→ **WORK TO DO**: Write out every line of the records below as a numbered list, leaving out any blank lines.

→ **WORKING DATA**:

>> START

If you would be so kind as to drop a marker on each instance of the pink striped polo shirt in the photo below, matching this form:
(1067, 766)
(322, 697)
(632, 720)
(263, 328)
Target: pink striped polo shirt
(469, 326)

>> END

→ **ANSWER TO THIS PROBLEM**:
1. If you would be so kind as to drop a marker on each instance of the pink striped polo shirt in the photo below, matching this form:
2. (1067, 766)
3. (322, 697)
4. (632, 720)
5. (263, 328)
6. Target: pink striped polo shirt
7. (469, 326)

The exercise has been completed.